REQUIREMENT:
Transcribe all of the items below word for word, and leave the pictures out of your answer.

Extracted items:
= = = = = = =
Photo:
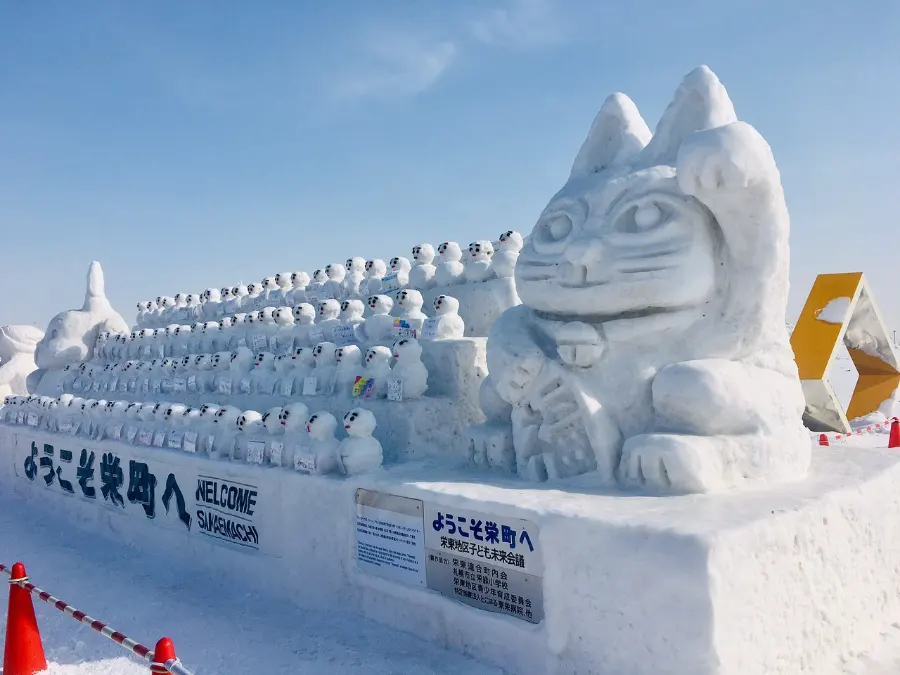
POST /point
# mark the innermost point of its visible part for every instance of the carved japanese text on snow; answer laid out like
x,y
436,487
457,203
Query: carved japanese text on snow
x,y
651,346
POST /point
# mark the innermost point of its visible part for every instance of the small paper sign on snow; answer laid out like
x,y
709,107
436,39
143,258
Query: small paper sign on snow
x,y
345,335
304,460
256,450
390,282
190,441
429,328
395,390
276,449
309,386
402,329
175,440
363,387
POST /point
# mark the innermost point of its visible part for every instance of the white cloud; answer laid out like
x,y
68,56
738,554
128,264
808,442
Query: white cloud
x,y
520,24
397,64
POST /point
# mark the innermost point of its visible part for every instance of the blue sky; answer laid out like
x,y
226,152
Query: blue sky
x,y
188,145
= = = = = = =
WRITTEN SOLUTION:
Photo:
POST /point
# mark the innermost point of its visible part for every instance of the carved japanese text on snow; answer laid out like
x,y
436,487
457,203
Query: carved japanese text on snow
x,y
651,346
POST /point
# mark the innermost point of its visible part for every instance of the small paper sign on snow; answer laid out like
x,y
709,107
436,39
143,258
Query: small paper sign on snow
x,y
345,335
304,460
256,450
390,282
190,441
429,328
395,390
276,449
309,386
402,329
175,440
363,387
POST /point
# mark the innermost point of its visible part for every instance of the white cloud; answer laid out like
x,y
68,56
738,554
128,264
808,442
Query: white cloud
x,y
520,24
397,64
POST /point
# mark the innermost point of its visible part for every instance of the blue sky; answer laid out like
x,y
226,152
Query: blue sky
x,y
188,145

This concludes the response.